§ Assignment: Pick up the interview about this artist's electronic music after its last line and write what comes next.

§ Extracted text:
I think its definitely the fact that I live in London and its very multi-cultural. I'm always inspired by the stuff that's happening in the UK, as well as the American IDM artists I begun listening to as well as Japanese electronic musicians. 

You have said yourself that your music is a bit rough, in many ways I feel it almost represents anti-music in the same way that the baggy clothes junglists were anti-fashion in the face of the expensive Italian fashion that dominated the early UKG scene. It feels like it represents the anxious generation, those who aren’t as polished as we’re told we should be and represents something alternative to that. What is it about the free-flow form of your sound that attracts you to it so much?

I hate things being too confined, even in general life too. I don't like things being too clean in my music. I think that also goes back to the days when I was listening to a lot of math rock bands through bandcamp from around 2012 and a lot of them were DIY and unsigned so there was a lot of roughness in the recordings which I loved. 

I’ve seen your sound described as glitch and IDM, but I feel it doesn’t really do it justice. This isn’t IDM created in the traditional sense - in a predominantly white artist scene with predominantly white people dancing to it - this is something more. You get a real sense of your identity, background and anxiety throughout it. Have you experienced challenges in coming up in this associated scene due to its white majority, and how does it feel when people try to group you into a single genre?

§ Recorded data:

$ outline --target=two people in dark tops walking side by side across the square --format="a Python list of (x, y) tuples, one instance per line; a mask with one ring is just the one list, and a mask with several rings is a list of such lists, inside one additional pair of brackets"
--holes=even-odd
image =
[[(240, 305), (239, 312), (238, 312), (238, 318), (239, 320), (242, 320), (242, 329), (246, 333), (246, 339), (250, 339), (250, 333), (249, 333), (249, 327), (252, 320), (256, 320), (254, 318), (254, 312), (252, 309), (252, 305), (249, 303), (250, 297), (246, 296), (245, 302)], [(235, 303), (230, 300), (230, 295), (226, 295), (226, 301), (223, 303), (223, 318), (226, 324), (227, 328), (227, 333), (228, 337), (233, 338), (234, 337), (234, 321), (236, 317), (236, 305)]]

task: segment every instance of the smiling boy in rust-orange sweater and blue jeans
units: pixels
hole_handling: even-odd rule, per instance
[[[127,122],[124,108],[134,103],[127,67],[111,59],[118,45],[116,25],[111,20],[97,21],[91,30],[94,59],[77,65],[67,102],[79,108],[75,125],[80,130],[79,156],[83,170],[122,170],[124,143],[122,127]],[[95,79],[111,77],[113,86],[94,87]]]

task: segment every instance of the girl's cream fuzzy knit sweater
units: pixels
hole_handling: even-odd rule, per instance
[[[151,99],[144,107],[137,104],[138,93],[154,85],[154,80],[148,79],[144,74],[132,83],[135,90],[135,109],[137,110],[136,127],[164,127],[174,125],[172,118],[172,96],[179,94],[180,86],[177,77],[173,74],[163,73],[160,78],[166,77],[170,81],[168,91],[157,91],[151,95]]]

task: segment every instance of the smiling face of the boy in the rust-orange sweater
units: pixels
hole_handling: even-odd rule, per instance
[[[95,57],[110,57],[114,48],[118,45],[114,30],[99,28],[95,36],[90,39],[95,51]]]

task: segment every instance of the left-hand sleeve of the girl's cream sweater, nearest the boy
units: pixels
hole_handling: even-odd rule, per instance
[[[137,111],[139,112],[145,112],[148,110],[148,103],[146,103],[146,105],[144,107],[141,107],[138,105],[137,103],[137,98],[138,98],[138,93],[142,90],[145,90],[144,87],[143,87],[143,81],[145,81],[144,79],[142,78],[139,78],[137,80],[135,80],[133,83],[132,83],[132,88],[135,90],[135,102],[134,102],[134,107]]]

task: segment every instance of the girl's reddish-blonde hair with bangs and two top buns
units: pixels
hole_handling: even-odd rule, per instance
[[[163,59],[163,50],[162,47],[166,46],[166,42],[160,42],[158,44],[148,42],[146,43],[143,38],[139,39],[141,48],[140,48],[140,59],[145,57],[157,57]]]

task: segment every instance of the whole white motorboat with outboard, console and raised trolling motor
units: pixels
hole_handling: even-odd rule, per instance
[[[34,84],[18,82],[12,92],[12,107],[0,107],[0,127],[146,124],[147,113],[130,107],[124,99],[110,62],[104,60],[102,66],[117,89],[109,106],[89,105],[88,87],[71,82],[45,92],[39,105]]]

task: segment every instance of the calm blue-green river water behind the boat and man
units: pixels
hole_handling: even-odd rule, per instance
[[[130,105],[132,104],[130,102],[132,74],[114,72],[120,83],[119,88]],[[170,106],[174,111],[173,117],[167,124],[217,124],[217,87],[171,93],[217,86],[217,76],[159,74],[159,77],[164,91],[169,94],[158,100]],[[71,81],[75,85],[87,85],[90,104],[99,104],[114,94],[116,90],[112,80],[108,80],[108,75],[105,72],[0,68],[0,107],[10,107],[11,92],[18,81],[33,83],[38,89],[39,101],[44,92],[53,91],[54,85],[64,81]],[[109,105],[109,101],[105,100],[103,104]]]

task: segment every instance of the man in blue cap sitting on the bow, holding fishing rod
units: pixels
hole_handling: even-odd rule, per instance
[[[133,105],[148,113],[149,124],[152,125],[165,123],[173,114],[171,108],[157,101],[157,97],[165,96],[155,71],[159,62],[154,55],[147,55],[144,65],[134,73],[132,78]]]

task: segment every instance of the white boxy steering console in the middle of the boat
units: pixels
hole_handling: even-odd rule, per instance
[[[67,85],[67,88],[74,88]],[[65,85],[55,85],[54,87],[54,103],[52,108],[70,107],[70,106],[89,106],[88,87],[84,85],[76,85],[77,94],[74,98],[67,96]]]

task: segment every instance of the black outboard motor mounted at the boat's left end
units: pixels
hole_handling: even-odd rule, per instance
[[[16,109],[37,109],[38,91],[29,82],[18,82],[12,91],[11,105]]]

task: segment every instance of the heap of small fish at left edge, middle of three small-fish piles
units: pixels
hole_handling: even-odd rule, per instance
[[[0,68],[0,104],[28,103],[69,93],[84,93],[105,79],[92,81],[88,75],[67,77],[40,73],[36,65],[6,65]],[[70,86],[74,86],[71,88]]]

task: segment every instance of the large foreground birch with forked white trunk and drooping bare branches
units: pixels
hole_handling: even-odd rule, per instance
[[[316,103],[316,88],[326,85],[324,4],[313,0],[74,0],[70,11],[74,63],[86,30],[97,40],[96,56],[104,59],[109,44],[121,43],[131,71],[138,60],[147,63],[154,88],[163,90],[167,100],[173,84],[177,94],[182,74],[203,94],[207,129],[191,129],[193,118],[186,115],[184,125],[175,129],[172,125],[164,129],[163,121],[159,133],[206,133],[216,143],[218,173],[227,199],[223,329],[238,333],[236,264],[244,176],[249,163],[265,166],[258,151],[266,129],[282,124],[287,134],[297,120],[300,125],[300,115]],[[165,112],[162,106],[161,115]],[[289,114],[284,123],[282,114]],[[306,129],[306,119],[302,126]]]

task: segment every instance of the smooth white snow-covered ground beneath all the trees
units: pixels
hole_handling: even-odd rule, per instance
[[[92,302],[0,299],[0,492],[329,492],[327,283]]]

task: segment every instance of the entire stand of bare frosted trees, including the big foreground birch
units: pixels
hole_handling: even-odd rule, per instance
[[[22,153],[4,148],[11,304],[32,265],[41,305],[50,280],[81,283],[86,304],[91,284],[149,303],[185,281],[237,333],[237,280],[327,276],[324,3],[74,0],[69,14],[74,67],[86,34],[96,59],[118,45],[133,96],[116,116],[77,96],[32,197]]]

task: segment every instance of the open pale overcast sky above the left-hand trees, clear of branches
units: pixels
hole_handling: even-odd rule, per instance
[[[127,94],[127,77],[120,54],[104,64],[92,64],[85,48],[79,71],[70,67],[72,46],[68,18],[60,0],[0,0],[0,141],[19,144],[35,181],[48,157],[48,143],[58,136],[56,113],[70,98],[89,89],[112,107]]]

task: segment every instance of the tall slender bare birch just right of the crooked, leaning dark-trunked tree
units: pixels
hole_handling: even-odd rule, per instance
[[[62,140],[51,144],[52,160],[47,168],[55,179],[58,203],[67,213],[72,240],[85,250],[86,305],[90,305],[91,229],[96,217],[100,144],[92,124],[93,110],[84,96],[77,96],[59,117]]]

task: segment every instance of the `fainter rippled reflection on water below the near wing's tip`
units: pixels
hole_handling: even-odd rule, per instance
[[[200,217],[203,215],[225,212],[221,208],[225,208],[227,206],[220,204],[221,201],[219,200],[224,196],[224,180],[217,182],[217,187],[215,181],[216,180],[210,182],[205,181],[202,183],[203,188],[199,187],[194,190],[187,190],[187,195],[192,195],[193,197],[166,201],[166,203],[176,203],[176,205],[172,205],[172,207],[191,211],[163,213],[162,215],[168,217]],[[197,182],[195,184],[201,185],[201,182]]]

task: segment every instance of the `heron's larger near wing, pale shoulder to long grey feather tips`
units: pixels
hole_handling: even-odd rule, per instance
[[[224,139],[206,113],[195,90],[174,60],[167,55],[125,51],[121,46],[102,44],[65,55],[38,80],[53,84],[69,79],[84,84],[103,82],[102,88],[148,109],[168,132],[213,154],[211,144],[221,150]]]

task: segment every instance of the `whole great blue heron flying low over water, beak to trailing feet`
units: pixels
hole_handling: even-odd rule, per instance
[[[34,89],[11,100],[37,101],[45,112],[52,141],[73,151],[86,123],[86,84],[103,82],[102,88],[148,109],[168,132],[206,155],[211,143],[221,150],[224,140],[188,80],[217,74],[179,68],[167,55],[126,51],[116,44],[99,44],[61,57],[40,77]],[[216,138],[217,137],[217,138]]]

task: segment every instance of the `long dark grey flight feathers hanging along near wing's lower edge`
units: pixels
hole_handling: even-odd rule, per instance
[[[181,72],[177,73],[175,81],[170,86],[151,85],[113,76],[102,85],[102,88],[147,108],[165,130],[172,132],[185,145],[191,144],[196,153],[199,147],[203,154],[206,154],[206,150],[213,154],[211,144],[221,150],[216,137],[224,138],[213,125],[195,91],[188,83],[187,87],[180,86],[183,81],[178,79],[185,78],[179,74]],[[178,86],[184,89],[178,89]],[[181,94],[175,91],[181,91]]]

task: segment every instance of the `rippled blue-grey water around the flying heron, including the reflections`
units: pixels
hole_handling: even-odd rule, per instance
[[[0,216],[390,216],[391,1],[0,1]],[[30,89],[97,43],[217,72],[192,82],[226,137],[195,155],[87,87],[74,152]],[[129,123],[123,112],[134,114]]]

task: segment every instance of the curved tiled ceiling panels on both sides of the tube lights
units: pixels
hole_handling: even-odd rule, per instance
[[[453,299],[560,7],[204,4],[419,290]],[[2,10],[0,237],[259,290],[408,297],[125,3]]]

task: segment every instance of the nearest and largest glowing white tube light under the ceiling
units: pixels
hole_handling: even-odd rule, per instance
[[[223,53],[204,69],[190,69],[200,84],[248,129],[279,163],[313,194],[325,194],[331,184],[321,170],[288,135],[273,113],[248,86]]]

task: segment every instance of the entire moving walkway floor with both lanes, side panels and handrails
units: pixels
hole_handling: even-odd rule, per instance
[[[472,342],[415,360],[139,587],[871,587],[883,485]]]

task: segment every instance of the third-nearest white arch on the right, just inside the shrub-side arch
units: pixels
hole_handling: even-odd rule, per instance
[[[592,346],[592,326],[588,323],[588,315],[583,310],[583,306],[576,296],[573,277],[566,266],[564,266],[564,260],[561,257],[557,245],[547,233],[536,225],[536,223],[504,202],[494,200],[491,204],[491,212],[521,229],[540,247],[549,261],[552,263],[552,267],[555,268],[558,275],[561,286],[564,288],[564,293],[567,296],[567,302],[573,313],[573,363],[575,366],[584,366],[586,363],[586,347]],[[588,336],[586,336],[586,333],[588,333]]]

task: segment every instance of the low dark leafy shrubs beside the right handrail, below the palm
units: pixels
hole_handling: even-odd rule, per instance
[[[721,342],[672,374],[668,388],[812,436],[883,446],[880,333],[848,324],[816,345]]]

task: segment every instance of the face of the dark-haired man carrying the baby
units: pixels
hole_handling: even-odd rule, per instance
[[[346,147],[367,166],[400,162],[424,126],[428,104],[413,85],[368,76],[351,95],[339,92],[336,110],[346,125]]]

§ Task answer:
I feel like at times my music isn't described as IDM or glitch etc, because I'm Black. I get boxed in a lot even when I've said in interviews about what this record and past records were inspired by or I say what my music is, I've gotten genres that I weren’t directly inspired by, and I think I get all this cos it's easier to box me as I'm Black, and IDM is a very white space.

There are many collaborations on the latest record, many from some of my favourite artists such as Xzavier Stone and Iceboy Violet. What was the method in collaborating? Did you have a clear vision for each artist, or was it very much left to interpretation?

I basically just messaged them via Twitter and Instagram. I generally don't really like to give someone a proper brief on what they should and shouldn’t do. I like leaving space for the artist to interpret it and base it on feel.

More melodic tones and textures seem to be entering your work. It was detailed in the press release that the 'Nothing' EP for Hyperdub unlocked a pop sensibility within you. This seems to have progressed into the latest record. With the meteoric rise of pop sub-genres such as hyperpop, do you see yourself exploring that path further?

I have no idea. Probably? Possibly? It's very hard to make pop music, but I really like putting my own spin on things like drill and pop, so I may explore that more.

The latest record dips in and out of many thoughts and feelings, from your insecurities about playing on stage to out of reach equal rights and lockdown anxiety. Now that the record is out, how do you feel and what do you hope others take from it?

I'm just very grateful for all the support I've gotten from this new record, and I just hope to be able to play it out this time because I didn't with 'For You And I'.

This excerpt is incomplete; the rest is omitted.